__Goal of the exercise__
Copy the listing below word for word, leaving out the pictures.
═════ Supplied information ═════
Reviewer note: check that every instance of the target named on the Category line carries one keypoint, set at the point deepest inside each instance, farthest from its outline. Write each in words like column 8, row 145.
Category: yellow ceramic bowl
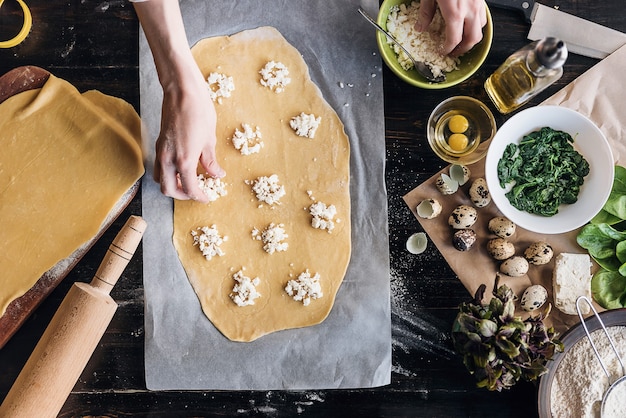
column 470, row 61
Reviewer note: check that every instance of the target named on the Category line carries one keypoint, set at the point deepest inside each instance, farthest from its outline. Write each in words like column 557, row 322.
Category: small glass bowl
column 482, row 128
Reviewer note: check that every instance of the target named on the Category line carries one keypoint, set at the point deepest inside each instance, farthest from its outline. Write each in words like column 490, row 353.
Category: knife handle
column 524, row 6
═════
__Solution to the exercise__
Reviewer note: check that every instance of the target named on the Category line carries one keypoint, set at the point deepest inside each instance, farthest from its outline. Write each in words like column 8, row 145.
Category: yellow ceramic bowl
column 470, row 61
Reviewer note: check that every instance of the target named on the Category line carries one keypoint, set at the point deepest inside each instance, farthest from its outline. Write each in words like column 557, row 322.
Category: small glass bowl
column 482, row 128
Reviewer note: check that every instance of the target named on the Category line carries one keypoint, set at the point deepest inside each instance, farthest from its outline. Write each in words like column 490, row 353.
Category: knife handle
column 524, row 6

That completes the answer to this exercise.